* Actions à mener:
**A.** D'après l'extrait choisi, comment dit-on « désert » en hébreu ?
**B.** Modifiez le passage de l'extrait choisi allant de « Et voilà que » jusqu'à « Difficile à dire. » inclus, en y remplaçant « berger » par « pâtre ».

Ce feu a néanmoins quelque chose d’étrange : il ne consume pas le buisson ! J’aime assez, personnellement, la tradition qui enseigne que non seulement le buisson ne se consume pas, mais plus il est enflammé, et plus il fleurit. Cela exprime assez bien les choses : de ce qui est le plus aride — et quoi de plus aride qu’un buisson du désert ? —, le feu de DIEU, c’est-à-dire sa Lumière, fait germer la vie. Il y a là quelque chose de très fort ! Car enfin, ce n’est rien de dire qu’Israël est dans un des moments les plus arides de son histoire. Et qui est DIEU sinon Celui qui va faire refleurir cette histoire ; Celui qui va faire porter du fruit à cette histoire !

Et voilà que Moïse s’approche… C’est surprenant, parce que le premier réflexe, à cette époque, ce n’est pas de s’approcher du surnaturel, mais plutôt de s’en éloigner par crainte… Seul les prêtres s’approchent du surnaturel. Mais non. Alors est-ce que sa position de Grand Administrateur de Sanctuaire, donc habitué de ces sanctuaires sacrés, lui donne cette audace, même devenu un simple berger ? Difficile à dire.

Quoi qu’il en soit, voilà qu’à présent, il ne se contente pas seulement de « voir », mais voilà qu’il « entend ». Il ENTEND CE QU’IL VOIT… Là, vous avez une image magnifique de la Thora ! Pourquoi ? Parce que lorsque vous lisez la Bible, vous la « voyez » ; c’est comme ça qu’on peut lire la Bible par affaire de culture… Mais quand vous la scrutez, quand vous cherchez ce qu’elle veut dire, quand vous venez à elle avec une question, tout à coup, vous l’ « entendez » ! Combien de jeunes, aujourd’hui, ont fait cette expérience qui a bouleversé leur vie ! Ils se sont mis à écouter, et leur vie a changé. Parce que la Bible n’est donnée que pour nous « parler », et nous parler au Nom de DIEU ! Non seulement cela, mais alors elle nous enflamme ! C’est une Torah de lumière, une Torah de feu qui embrase ceux qui l’écoutent, au sens où elle leur redonne vie ; et elle leur donne de donner la vie. Donc le buisson ardent, pour les rabbins, c’est une préfiguration de la Torah qui jaillit dans le désert ; c’est la Parole qui vient donner la vie là-même où menace la mort. C’est peut-être la raison pour laquelle « Désert », en hébreu, se dit « MiDBaR », le lieu d’où surgit une parole, DaVaR.

* Bloc de données:
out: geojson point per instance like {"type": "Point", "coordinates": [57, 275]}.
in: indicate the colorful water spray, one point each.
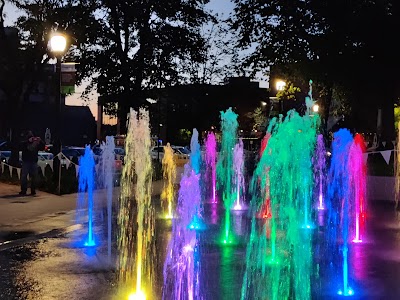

* Réponses ci-dessous:
**A.** En hébreu, « désert » se dit « MiDBaR ».

**B.**
Et voilà que Moïse s’approche… C’est surprenant, parce que le premier réflexe, à cette époque, ce n’est pas de s’approcher du surnaturel, mais plutôt de s’en éloigner par crainte… Seul les prêtres s’approchent du surnaturel. Mais non. Alors est-ce que sa position de Grand Administrateur de Sanctuaire, donc habitué de ces sanctuaires sacrés, lui donne cette audace, même devenu un simple pâtre ? Difficile à dire.